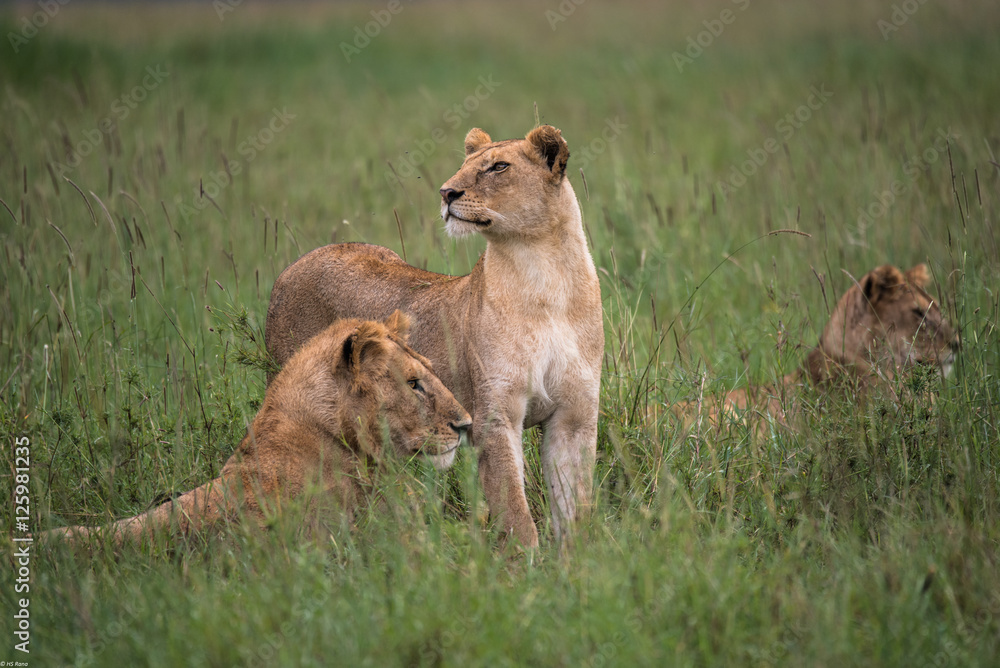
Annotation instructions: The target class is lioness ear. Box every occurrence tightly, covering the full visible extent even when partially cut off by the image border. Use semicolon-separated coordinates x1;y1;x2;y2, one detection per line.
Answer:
465;128;493;155
906;262;931;288
861;264;904;304
341;322;386;392
385;310;410;342
525;125;569;178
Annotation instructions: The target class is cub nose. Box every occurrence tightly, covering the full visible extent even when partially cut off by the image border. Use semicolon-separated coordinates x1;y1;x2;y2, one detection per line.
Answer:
════
Rewrite everything from the line containing "Annotation instructions: The target class is cub" down to the end of the items, changing "cub nose" to "cub ear" and leaving the rest untouched.

Annotation instructions: The target class is cub ear. Box every occurrence tightly, covering the full visible extent even when partially cut off by the image border. Use semicolon-separated coordinates x1;y1;x2;y2, one detection per line.
Answer:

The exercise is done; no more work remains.